• What you have to do
Among the records below, find each line that includes the string "wooden" and copy it.

[Dataset excerpts]

----

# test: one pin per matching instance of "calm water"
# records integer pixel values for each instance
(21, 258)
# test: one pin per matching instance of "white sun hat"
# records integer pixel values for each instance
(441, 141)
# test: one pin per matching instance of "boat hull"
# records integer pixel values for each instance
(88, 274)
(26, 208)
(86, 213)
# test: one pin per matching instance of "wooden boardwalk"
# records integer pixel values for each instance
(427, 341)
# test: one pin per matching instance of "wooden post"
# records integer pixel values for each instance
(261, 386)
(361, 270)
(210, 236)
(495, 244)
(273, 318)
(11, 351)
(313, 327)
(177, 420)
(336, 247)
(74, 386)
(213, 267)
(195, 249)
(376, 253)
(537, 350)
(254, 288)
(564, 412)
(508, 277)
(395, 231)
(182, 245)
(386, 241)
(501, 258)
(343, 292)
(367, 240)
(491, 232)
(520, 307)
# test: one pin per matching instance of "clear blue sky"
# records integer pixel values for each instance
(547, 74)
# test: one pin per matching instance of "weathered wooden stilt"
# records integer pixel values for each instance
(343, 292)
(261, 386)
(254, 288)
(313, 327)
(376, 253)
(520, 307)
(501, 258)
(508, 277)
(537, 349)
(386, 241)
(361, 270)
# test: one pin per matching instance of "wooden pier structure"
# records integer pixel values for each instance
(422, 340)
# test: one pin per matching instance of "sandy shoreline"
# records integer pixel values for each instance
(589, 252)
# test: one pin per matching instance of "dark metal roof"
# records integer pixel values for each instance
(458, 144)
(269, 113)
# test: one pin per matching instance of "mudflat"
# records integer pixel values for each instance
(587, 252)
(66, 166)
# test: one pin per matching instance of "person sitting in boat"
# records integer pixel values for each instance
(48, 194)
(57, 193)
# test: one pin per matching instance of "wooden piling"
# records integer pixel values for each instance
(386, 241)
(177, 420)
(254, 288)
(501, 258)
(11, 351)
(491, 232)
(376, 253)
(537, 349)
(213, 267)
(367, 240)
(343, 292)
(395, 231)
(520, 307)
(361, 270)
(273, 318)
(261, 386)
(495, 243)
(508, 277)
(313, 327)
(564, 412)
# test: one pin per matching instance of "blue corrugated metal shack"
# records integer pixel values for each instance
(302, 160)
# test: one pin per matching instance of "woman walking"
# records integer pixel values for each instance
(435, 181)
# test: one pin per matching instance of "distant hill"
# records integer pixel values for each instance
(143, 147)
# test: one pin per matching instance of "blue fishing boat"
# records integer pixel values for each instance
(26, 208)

----

• Response
# test: one pin per matching instance of "wooden boardwalk"
# test: one pin per matching instance of "wooden post"
# test: one pin per matching instance of "weathered wooden stilt"
# test: one pin per matching instance of "wooden pier structure"
# test: one pin per matching instance of "wooden piling"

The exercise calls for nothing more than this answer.